%%

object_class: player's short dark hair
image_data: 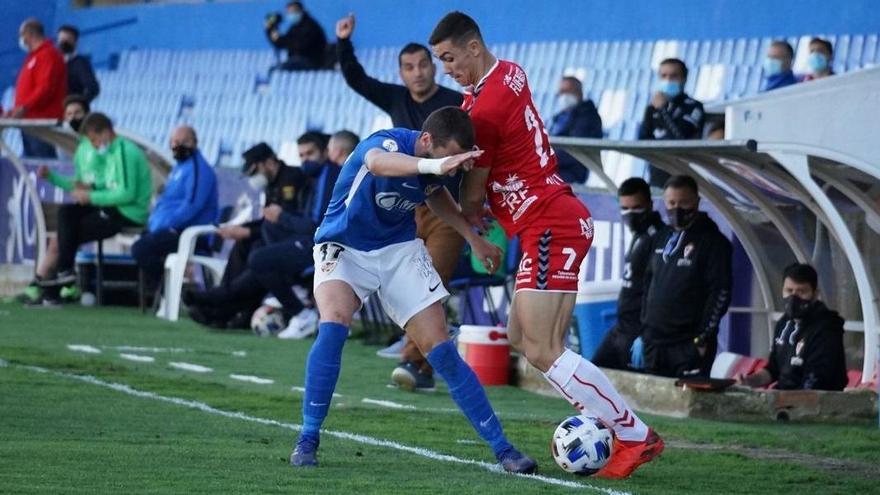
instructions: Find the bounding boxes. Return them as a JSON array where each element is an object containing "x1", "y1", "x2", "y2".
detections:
[
  {"x1": 770, "y1": 40, "x2": 794, "y2": 60},
  {"x1": 21, "y1": 18, "x2": 45, "y2": 37},
  {"x1": 58, "y1": 24, "x2": 79, "y2": 40},
  {"x1": 398, "y1": 43, "x2": 432, "y2": 67},
  {"x1": 561, "y1": 76, "x2": 583, "y2": 97},
  {"x1": 783, "y1": 263, "x2": 818, "y2": 290},
  {"x1": 664, "y1": 174, "x2": 698, "y2": 195},
  {"x1": 618, "y1": 177, "x2": 651, "y2": 202},
  {"x1": 63, "y1": 94, "x2": 90, "y2": 113},
  {"x1": 297, "y1": 131, "x2": 328, "y2": 150},
  {"x1": 422, "y1": 106, "x2": 474, "y2": 150},
  {"x1": 659, "y1": 58, "x2": 688, "y2": 80},
  {"x1": 428, "y1": 11, "x2": 483, "y2": 47},
  {"x1": 810, "y1": 37, "x2": 833, "y2": 57},
  {"x1": 80, "y1": 112, "x2": 113, "y2": 134},
  {"x1": 331, "y1": 130, "x2": 359, "y2": 150}
]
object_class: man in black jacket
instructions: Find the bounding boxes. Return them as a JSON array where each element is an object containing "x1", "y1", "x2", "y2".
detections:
[
  {"x1": 335, "y1": 13, "x2": 464, "y2": 391},
  {"x1": 548, "y1": 76, "x2": 602, "y2": 184},
  {"x1": 57, "y1": 25, "x2": 99, "y2": 103},
  {"x1": 738, "y1": 263, "x2": 847, "y2": 391},
  {"x1": 641, "y1": 175, "x2": 732, "y2": 378},
  {"x1": 638, "y1": 59, "x2": 704, "y2": 188},
  {"x1": 266, "y1": 1, "x2": 327, "y2": 71},
  {"x1": 593, "y1": 178, "x2": 667, "y2": 371}
]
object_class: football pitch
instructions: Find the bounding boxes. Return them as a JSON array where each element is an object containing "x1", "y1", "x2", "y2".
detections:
[{"x1": 1, "y1": 303, "x2": 877, "y2": 494}]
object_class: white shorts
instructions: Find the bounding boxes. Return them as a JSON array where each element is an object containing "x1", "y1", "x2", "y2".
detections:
[{"x1": 313, "y1": 239, "x2": 449, "y2": 328}]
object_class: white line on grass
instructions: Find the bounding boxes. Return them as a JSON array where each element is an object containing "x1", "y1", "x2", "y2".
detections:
[
  {"x1": 119, "y1": 354, "x2": 156, "y2": 363},
  {"x1": 229, "y1": 374, "x2": 274, "y2": 385},
  {"x1": 168, "y1": 362, "x2": 213, "y2": 373},
  {"x1": 291, "y1": 386, "x2": 341, "y2": 398},
  {"x1": 11, "y1": 363, "x2": 630, "y2": 494},
  {"x1": 67, "y1": 344, "x2": 101, "y2": 354},
  {"x1": 362, "y1": 398, "x2": 417, "y2": 410},
  {"x1": 107, "y1": 345, "x2": 191, "y2": 353}
]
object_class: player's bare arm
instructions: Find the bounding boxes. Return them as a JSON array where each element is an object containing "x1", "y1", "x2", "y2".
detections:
[
  {"x1": 364, "y1": 147, "x2": 482, "y2": 177},
  {"x1": 459, "y1": 166, "x2": 491, "y2": 232},
  {"x1": 424, "y1": 187, "x2": 501, "y2": 273}
]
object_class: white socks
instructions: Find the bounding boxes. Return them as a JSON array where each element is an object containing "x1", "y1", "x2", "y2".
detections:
[{"x1": 544, "y1": 349, "x2": 649, "y2": 442}]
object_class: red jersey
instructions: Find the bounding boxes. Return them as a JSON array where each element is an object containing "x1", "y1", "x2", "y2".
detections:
[
  {"x1": 462, "y1": 59, "x2": 572, "y2": 235},
  {"x1": 14, "y1": 40, "x2": 67, "y2": 119}
]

%%

- **TASK GOAL**
Please copy each line of the material that contains the word "player".

- **ANSWER BOX**
object_class: player's short dark hair
object_class: player's bare arm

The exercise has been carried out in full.